── Gegeven tekst ──
Kwestie om de ree- en kerkweg van Ter Heijl

Drents Archief 181-39.2 Uitsnede kaart van Groningen, 1784.

Op 24 juni 1788 stonden de Drentse drost S.P.A. van Heiden en de kerspellieden van Roden tegenover elkaar bij de Etstoel, het hoogste gerecht van Drenthe. Volgens de drost was bij een schouw in oktober 1787 de “rhee- en kerkweg” die in zuidoostelijke richting van Huize ter Heijl, via het Zultherveld en het gehucht de Zulthe naar het kerkdorp Roden liep, “geheel impassabel en onbruikbaar” bevonden. Op een gerechtelijke vraag hadden de Rodenaren niet willen zeggen wie er precies verantwoordelijk waren voor het hoogst noodzakelijke herstel en onderhoud. Daarom eiste de drost deze werkzaamheden van het kerspel Roden, waarbij de Rodenaren onderling maar moesten uitmaken wie het werk zou doen. Ook moesten ze de kosten van het geding betalen, vond hij.
───
── Aangeleverde lijst ──
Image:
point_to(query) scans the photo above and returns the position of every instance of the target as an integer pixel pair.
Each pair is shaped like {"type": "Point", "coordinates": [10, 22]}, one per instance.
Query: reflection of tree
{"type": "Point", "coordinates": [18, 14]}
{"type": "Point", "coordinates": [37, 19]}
───
- [Opdracht] Typ de tekst over de ree- en kerkweg van Ter Heijl in zijn geheel en zonder wijzigingen over. De lijst staat los van de tekst.

- [Antwoord]
Kwestie om de ree- en kerkweg van Ter Heijl

Drents Archief 181-39.2 Uitsnede kaart van Groningen, 1784.

Op 24 juni 1788 stonden de Drentse drost S.P.A. van Heiden en de kerspellieden van Roden tegenover elkaar bij de Etstoel, het hoogste gerecht van Drenthe. Volgens de drost was bij een schouw in oktober 1787 de “rhee- en kerkweg” die in zuidoostelijke richting van Huize ter Heijl, via het Zultherveld en het gehucht de Zulthe naar het kerkdorp Roden liep, “geheel impassabel en onbruikbaar” bevonden. Op een gerechtelijke vraag hadden de Rodenaren niet willen zeggen wie er precies verantwoordelijk waren voor het hoogst noodzakelijke herstel en onderhoud. Daarom eiste de drost deze werkzaamheden van het kerspel Roden, waarbij de Rodenaren onderling maar moesten uitmaken wie het werk zou doen. Ook moesten ze de kosten van het geding betalen, vond hij.